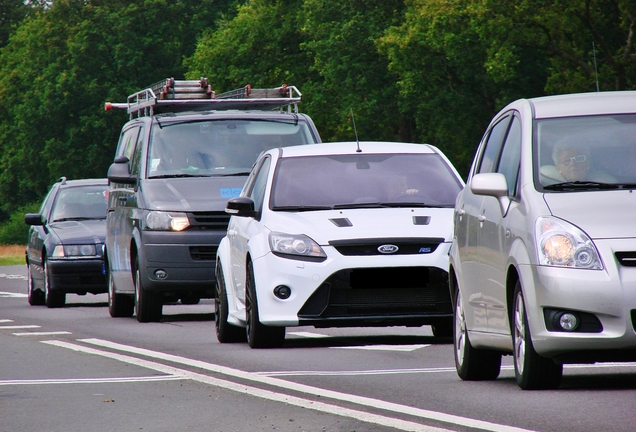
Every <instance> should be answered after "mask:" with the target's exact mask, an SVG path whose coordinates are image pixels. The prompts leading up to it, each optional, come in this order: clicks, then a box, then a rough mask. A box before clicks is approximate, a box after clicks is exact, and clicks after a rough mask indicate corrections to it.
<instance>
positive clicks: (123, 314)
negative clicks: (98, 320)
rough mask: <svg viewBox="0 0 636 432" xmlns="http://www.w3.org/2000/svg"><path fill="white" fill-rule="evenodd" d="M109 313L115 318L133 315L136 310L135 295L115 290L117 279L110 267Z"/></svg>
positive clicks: (110, 314)
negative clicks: (114, 276)
mask: <svg viewBox="0 0 636 432" xmlns="http://www.w3.org/2000/svg"><path fill="white" fill-rule="evenodd" d="M106 277H107V278H108V313H110V316H111V317H113V318H127V317H131V316H133V313H134V312H135V301H134V298H133V296H130V295H126V294H117V293H116V292H115V281H113V277H112V275H111V273H110V269H108V274H107V275H106Z"/></svg>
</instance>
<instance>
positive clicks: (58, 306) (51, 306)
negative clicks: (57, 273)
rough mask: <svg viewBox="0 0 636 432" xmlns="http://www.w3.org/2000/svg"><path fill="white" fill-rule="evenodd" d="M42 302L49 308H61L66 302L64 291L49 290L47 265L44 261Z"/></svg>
mask: <svg viewBox="0 0 636 432" xmlns="http://www.w3.org/2000/svg"><path fill="white" fill-rule="evenodd" d="M44 304H46V307H49V308H61V307H64V305H65V304H66V293H63V292H59V291H53V290H51V280H50V277H49V266H48V264H47V263H46V261H44Z"/></svg>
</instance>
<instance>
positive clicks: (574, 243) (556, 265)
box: [535, 217, 603, 270]
mask: <svg viewBox="0 0 636 432" xmlns="http://www.w3.org/2000/svg"><path fill="white" fill-rule="evenodd" d="M535 239H536V242H537V250H538V252H539V264H541V265H549V266H556V267H573V268H585V269H594V270H601V269H603V263H602V262H601V259H600V257H599V253H598V250H597V249H596V246H594V243H593V242H592V240H591V239H590V238H589V237H588V236H587V235H586V234H585V233H584V232H583V231H581V230H580V229H579V228H577V227H575V226H574V225H572V224H570V223H568V222H565V221H564V220H561V219H557V218H554V217H540V218H538V219H537V222H536V224H535Z"/></svg>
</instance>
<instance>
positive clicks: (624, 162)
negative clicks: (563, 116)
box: [534, 114, 636, 191]
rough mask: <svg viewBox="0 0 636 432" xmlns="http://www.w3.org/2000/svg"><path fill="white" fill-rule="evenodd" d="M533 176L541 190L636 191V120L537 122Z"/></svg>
mask: <svg viewBox="0 0 636 432" xmlns="http://www.w3.org/2000/svg"><path fill="white" fill-rule="evenodd" d="M534 147H535V151H534V154H535V172H537V171H538V179H539V184H540V185H541V186H542V187H543V190H545V191H577V190H599V189H623V188H625V189H633V188H636V115H634V114H628V115H625V114H624V115H603V116H587V117H566V118H554V119H545V120H537V122H536V126H535V143H534Z"/></svg>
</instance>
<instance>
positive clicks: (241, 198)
mask: <svg viewBox="0 0 636 432" xmlns="http://www.w3.org/2000/svg"><path fill="white" fill-rule="evenodd" d="M225 213H227V214H230V215H232V216H243V217H256V212H255V211H254V201H252V199H251V198H247V197H238V198H232V199H231V200H229V201H228V202H227V205H226V206H225Z"/></svg>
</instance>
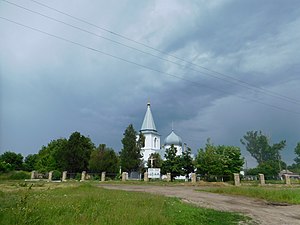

> _Task objective_
All lines from the first in the listing above to the line containing "positive clicks: (110, 314)", inclusive, go in the output exactly as they are; no pictures go in.

> _Result for this exercise_
Every <instance> should be answered after "mask:" with the target's exact mask, an SVG path whose coordinates are image pixels. The prompts leading up to it, each optional, come in this order: clicks, then a box, then a rough mask. A box before clicks is approximate, a box after clicks is exact, and clicks after a rough mask indicate corrections to it.
<instance>
positive clicks: (123, 314)
negative clicks: (98, 320)
rough mask: <svg viewBox="0 0 636 432" xmlns="http://www.w3.org/2000/svg"><path fill="white" fill-rule="evenodd" d="M109 313L115 318L133 315L136 310L135 295L115 290L117 279L110 267Z"/></svg>
positive clicks: (110, 314)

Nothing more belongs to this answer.